** Task material follows **

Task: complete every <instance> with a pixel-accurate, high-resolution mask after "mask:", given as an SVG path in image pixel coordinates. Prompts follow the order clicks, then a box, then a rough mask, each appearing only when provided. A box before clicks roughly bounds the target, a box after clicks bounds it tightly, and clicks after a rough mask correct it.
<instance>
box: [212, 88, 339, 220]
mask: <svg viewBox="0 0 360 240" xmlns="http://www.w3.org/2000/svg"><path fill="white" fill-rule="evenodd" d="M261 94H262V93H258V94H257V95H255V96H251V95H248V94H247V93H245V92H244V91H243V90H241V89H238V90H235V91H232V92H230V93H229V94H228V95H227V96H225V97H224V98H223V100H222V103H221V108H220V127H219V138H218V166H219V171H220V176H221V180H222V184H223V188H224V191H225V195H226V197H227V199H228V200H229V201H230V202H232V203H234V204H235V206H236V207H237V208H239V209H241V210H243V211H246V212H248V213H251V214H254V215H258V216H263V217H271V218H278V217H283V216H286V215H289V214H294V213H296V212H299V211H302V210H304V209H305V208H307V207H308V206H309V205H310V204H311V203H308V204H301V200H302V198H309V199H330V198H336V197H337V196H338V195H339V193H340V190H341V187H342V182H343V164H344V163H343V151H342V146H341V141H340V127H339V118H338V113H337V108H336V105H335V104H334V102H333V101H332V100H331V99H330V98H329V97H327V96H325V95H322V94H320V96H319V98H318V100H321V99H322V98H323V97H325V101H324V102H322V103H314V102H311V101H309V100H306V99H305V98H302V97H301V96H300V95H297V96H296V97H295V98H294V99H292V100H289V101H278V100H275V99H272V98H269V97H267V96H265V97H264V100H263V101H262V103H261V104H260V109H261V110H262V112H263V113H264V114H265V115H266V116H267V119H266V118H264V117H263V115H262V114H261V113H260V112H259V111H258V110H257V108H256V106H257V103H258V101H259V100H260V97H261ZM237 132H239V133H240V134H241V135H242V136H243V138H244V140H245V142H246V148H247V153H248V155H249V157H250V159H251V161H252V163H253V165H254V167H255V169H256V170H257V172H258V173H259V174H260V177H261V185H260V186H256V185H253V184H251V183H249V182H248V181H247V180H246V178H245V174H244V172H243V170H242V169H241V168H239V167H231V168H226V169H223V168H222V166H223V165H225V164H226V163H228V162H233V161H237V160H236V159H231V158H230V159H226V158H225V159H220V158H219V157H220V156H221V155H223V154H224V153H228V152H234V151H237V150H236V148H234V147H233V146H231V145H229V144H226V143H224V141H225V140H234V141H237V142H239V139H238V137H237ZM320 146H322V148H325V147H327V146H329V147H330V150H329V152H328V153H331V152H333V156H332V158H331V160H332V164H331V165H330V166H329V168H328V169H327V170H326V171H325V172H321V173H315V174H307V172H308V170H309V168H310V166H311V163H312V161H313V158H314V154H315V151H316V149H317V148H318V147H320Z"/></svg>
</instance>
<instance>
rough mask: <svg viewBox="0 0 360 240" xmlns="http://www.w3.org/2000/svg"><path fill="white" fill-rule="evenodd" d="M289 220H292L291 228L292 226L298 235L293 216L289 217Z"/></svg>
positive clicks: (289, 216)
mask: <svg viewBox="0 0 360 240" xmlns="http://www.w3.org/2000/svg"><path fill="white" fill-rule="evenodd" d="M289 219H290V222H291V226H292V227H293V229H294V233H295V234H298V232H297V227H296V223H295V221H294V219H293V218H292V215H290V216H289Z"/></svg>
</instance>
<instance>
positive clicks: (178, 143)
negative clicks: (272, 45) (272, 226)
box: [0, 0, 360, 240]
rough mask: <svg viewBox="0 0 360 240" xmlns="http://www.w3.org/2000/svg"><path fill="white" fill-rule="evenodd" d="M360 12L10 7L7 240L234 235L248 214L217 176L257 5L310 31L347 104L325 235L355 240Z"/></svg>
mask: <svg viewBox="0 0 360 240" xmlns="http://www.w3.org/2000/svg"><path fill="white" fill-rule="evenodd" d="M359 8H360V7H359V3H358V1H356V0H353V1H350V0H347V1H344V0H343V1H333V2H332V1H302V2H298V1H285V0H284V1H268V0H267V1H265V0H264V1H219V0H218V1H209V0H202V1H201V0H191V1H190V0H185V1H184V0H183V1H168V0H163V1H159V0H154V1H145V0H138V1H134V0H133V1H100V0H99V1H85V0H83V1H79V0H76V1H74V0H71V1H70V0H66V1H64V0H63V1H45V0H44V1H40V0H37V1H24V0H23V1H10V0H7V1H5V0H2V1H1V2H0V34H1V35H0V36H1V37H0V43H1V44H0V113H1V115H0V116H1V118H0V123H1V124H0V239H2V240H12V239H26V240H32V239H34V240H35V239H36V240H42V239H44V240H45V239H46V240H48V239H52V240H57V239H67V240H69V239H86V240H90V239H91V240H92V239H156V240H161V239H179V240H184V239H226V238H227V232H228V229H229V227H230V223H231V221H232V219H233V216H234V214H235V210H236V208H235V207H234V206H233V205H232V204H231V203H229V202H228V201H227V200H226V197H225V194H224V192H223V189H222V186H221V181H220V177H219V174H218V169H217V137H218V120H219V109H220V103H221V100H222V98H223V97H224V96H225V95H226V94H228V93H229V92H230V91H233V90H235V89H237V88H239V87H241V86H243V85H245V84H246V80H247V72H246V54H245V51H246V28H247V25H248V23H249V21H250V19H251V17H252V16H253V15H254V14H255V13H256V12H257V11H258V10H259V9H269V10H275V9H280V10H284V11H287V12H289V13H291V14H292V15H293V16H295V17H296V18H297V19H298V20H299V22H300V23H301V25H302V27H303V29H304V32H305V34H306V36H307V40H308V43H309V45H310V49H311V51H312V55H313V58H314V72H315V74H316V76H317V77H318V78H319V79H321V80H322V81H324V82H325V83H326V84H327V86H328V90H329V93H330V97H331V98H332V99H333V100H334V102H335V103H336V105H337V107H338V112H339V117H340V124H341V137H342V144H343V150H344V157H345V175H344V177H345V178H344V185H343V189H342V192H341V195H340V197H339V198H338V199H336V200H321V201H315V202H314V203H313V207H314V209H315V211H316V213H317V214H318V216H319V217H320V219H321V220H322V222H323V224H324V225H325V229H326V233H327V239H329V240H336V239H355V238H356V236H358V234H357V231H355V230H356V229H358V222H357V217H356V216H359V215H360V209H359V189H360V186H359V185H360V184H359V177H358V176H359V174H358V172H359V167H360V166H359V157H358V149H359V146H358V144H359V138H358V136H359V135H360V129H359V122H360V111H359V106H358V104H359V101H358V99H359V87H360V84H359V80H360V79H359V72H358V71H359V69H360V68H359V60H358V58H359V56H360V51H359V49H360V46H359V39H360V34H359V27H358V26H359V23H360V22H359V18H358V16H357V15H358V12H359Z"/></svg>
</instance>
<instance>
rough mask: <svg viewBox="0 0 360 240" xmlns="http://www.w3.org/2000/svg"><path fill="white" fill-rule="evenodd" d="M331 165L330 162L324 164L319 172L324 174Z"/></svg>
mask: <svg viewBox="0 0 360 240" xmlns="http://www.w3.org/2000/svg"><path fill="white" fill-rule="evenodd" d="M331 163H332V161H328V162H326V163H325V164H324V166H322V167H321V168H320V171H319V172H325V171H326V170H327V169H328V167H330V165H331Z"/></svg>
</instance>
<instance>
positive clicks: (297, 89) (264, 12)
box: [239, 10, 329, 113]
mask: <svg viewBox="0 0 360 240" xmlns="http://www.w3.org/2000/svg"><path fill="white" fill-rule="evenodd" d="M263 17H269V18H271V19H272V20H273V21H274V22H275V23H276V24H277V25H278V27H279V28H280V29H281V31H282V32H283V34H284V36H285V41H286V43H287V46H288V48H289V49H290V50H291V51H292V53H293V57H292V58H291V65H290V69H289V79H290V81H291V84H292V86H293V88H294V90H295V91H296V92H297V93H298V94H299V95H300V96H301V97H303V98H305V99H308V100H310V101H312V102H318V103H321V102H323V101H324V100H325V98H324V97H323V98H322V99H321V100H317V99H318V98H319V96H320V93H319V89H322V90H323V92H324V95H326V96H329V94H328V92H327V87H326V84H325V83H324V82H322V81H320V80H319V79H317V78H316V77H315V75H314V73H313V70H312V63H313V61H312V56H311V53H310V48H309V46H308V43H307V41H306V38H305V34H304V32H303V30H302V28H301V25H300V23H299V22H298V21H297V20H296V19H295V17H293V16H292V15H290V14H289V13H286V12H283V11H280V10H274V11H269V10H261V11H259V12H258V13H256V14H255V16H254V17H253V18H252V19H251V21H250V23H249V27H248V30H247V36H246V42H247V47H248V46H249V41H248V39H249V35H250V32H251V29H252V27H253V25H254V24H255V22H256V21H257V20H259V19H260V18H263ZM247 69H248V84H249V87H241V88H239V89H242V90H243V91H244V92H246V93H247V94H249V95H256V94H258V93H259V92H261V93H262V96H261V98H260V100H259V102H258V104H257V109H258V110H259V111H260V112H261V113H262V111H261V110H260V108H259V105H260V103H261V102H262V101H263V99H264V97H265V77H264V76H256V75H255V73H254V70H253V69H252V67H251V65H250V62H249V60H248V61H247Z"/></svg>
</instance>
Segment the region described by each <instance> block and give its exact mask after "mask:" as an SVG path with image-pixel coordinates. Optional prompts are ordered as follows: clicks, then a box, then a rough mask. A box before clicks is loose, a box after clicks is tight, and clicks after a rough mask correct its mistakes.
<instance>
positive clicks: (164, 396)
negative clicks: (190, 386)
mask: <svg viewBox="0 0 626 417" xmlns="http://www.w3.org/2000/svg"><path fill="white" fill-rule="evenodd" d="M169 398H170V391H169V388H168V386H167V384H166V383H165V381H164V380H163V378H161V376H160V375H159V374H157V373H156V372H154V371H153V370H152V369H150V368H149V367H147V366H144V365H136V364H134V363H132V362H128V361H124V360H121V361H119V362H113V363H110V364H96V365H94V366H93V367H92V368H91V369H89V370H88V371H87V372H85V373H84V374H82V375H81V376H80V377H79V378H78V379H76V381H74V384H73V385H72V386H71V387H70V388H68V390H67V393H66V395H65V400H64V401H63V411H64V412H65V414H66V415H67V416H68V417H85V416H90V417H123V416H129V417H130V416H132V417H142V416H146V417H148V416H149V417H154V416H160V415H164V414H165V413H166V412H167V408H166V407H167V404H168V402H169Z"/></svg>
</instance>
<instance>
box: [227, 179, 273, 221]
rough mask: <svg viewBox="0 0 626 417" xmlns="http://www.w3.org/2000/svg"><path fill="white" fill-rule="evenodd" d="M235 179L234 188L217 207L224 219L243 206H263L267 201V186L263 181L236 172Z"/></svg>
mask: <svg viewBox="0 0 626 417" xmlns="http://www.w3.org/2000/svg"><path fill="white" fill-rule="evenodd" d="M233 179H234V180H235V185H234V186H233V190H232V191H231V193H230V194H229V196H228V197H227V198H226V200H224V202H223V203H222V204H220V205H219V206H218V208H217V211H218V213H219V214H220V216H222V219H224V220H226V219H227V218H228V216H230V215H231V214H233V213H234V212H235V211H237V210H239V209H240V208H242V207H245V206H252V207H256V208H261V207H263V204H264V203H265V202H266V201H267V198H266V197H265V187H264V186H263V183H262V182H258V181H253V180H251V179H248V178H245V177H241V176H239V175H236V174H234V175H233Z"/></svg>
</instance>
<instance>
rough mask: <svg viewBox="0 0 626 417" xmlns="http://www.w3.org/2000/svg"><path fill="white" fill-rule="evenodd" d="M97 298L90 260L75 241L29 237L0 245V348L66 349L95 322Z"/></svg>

** End of Task material **

Show every line above in which the word "after" is found.

## Answer for the task:
Task: complete every <instance> with a pixel-accurate, high-resolution mask after "mask:", given as an SVG path in image pixel coordinates. Prompts follow the order clicks, then a box, then a rough mask, each appearing only when provided. A box before clicks roughly bounds the target, a box after clicks bounds it tightly, and clicks after a rough mask correct it.
Segment the region described by each <instance> block and give its exact mask after "mask:" as an SVG path with image-pixel coordinates. Optional prompts are ordered as follows: clicks, then a box, then a rough mask. A box before clicks is loose, a box after clicks is tight, and clicks after a rough mask correct its mistakes.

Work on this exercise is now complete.